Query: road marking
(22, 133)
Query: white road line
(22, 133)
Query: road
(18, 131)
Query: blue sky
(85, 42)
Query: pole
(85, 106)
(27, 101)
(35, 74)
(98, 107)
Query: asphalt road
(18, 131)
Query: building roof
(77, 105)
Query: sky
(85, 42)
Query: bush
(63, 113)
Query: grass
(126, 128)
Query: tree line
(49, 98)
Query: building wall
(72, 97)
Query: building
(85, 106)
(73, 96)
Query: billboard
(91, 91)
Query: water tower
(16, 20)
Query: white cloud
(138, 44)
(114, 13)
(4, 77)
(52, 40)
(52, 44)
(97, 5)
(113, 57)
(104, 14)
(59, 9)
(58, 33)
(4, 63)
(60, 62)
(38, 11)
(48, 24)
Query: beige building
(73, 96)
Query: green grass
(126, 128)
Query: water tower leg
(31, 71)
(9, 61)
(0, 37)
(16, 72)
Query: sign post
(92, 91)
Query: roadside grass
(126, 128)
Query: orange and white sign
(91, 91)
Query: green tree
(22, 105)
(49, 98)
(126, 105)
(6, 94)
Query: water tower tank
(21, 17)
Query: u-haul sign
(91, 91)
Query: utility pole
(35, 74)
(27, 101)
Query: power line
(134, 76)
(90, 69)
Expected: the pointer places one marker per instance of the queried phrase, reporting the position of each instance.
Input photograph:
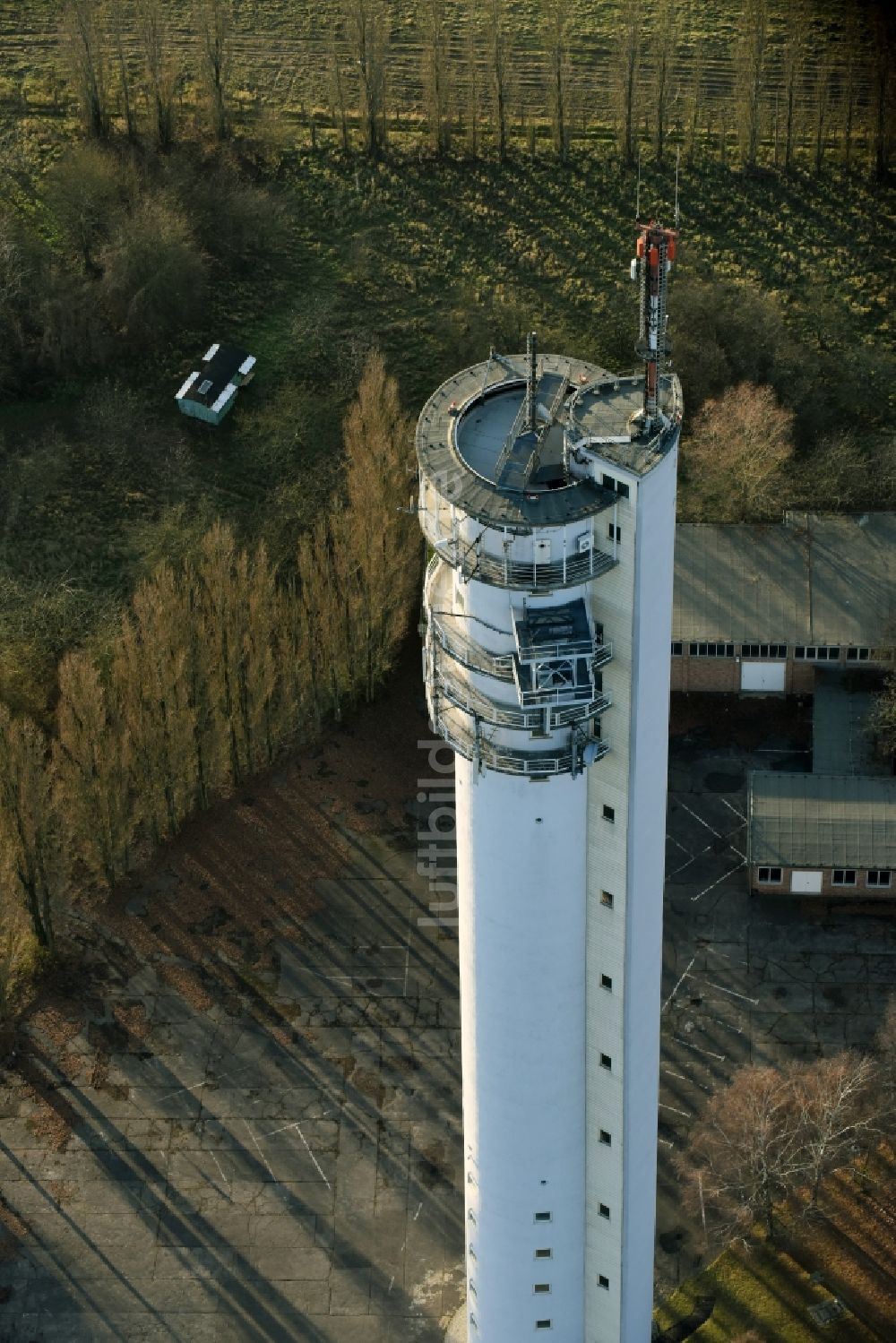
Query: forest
(367, 196)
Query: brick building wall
(828, 890)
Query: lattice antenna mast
(656, 253)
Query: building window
(763, 650)
(711, 650)
(817, 653)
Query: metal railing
(506, 759)
(501, 571)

------------------------------

# The task:
From the first line to the last, repeat the records exactly, leaving out the pictures.

# Output for this exercise:
Query: road marking
(22, 133)
Query: white road line
(22, 133)
Query: road
(18, 131)
Query: blue sky
(85, 42)
Query: pole
(85, 106)
(27, 101)
(35, 74)
(98, 107)
Query: asphalt road
(18, 131)
Query: building roof
(77, 105)
Query: sky
(85, 42)
Query: bush
(63, 113)
Query: grass
(126, 128)
Query: tree line
(49, 98)
Query: building wall
(72, 97)
Query: building
(85, 106)
(73, 96)
Query: billboard
(91, 91)
Query: water tower
(16, 20)
Query: white cloud
(138, 44)
(114, 13)
(4, 77)
(52, 40)
(52, 44)
(97, 5)
(113, 57)
(104, 14)
(59, 9)
(58, 33)
(4, 63)
(60, 62)
(38, 11)
(48, 24)
Query: beige building
(73, 96)
Query: green grass
(126, 128)
Query: water tower leg
(31, 71)
(9, 61)
(0, 37)
(16, 72)
Query: sign post
(92, 91)
Query: roadside grass
(126, 128)
Query: orange and white sign
(91, 91)
Query: green tree
(22, 105)
(49, 98)
(126, 105)
(6, 94)
Query: water tower tank
(21, 17)
Query: u-haul sign
(91, 91)
Query: utility pole
(35, 74)
(27, 101)
Query: power line
(134, 76)
(90, 69)
Expected: the pointer places one marker per instance of the queried phrase, reporting the position of each instance.
Input photograph:
Query: forest
(367, 196)
Query: brick building wall
(828, 890)
Query: lattice antenna mast
(656, 253)
Query: building window
(763, 650)
(711, 650)
(817, 653)
Query: metal railing
(506, 759)
(501, 571)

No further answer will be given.